### Task details
Whenever a line in the records below holds the string "outline", copy it out.

Collected data
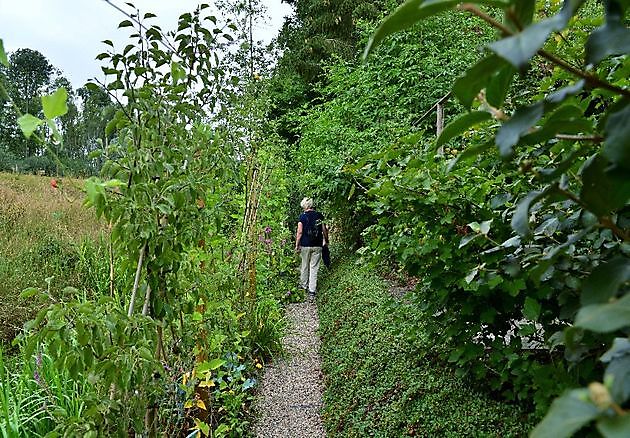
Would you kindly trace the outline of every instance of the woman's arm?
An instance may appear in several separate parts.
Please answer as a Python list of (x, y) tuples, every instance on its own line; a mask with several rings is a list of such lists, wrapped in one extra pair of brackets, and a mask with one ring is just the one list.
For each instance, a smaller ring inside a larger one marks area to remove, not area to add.
[(326, 224), (322, 224), (322, 232), (324, 233), (324, 243), (323, 245), (328, 245), (328, 227)]
[(298, 222), (297, 233), (295, 234), (295, 250), (300, 250), (300, 239), (302, 238), (302, 222)]

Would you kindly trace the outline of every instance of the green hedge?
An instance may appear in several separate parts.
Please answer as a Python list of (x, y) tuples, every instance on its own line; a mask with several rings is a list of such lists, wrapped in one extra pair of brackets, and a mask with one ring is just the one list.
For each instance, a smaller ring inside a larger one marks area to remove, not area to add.
[(469, 387), (422, 333), (420, 309), (353, 258), (319, 297), (330, 436), (525, 436), (530, 416)]

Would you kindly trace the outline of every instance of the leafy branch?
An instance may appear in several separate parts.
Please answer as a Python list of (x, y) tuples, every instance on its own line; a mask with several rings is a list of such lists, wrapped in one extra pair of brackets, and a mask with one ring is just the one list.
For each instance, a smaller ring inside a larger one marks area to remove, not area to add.
[[(481, 11), (478, 7), (476, 7), (472, 3), (463, 3), (457, 6), (457, 9), (461, 11), (470, 12), (471, 14), (481, 18), (486, 23), (490, 24), (492, 27), (500, 30), (505, 36), (513, 36), (515, 33), (505, 26), (503, 23), (498, 22), (494, 18), (492, 18), (487, 13)], [(615, 94), (619, 94), (621, 96), (630, 97), (630, 90), (625, 88), (618, 87), (610, 82), (602, 80), (599, 76), (594, 75), (592, 73), (585, 72), (584, 70), (580, 70), (571, 64), (569, 64), (566, 60), (560, 58), (559, 56), (549, 53), (544, 49), (539, 49), (537, 53), (548, 61), (556, 64), (557, 66), (563, 68), (564, 70), (574, 74), (575, 76), (584, 79), (587, 83), (593, 85), (597, 88), (603, 88), (605, 90), (612, 91)]]

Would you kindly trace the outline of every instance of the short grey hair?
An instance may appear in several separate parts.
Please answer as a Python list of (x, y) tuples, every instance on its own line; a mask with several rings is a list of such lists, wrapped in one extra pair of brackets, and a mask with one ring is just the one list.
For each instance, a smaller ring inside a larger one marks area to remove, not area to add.
[(303, 210), (308, 210), (309, 208), (313, 208), (313, 199), (312, 198), (304, 198), (302, 202), (300, 202), (300, 207)]

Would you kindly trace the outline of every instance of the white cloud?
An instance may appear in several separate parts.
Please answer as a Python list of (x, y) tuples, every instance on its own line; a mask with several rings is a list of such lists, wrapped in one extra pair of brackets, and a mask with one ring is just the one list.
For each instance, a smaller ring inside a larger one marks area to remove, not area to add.
[[(125, 10), (123, 0), (113, 0)], [(180, 14), (193, 10), (199, 0), (131, 1), (141, 12), (153, 12), (163, 29), (177, 25)], [(212, 3), (212, 2), (208, 2)], [(282, 25), (290, 7), (281, 0), (263, 0), (270, 21), (258, 30), (258, 37), (270, 41)], [(125, 17), (104, 0), (0, 0), (0, 38), (7, 51), (31, 48), (40, 51), (60, 68), (75, 87), (100, 77), (100, 63), (94, 58), (105, 46), (104, 39), (120, 45), (127, 33), (118, 30)]]

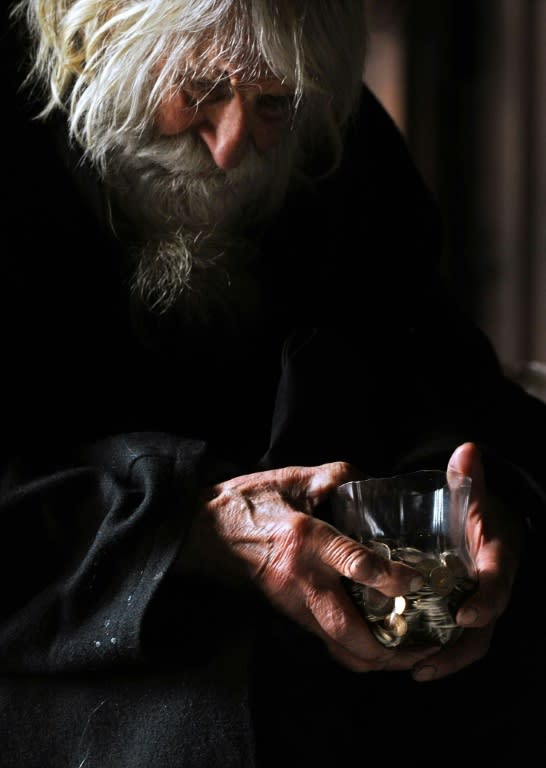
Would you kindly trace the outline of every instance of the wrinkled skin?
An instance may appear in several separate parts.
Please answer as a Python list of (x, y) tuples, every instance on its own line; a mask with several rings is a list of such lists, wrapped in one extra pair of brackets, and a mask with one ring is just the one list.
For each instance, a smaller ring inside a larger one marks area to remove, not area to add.
[(218, 483), (202, 502), (181, 561), (184, 567), (213, 568), (226, 579), (252, 581), (355, 672), (411, 670), (416, 680), (445, 677), (487, 653), (519, 556), (517, 524), (488, 497), (477, 447), (459, 446), (449, 469), (472, 478), (467, 534), (478, 573), (477, 592), (457, 614), (468, 631), (452, 647), (385, 648), (353, 604), (342, 577), (388, 596), (414, 591), (422, 577), (313, 517), (337, 486), (362, 479), (362, 472), (344, 462), (285, 467)]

### Answer to this task
Would you kindly trace the outline of every instance of the woman's arm?
Would you kindly trace the outline of every instance of the green hedge?
Would you kindly trace the outline of every instance of the leafy branch?
Would you kindly trace the outline of every instance of the short grey hair?
Would you kindly trace the outline of every instance of the white cloud?
Would you kindly trace the outline of every instance of the wrinkled skin?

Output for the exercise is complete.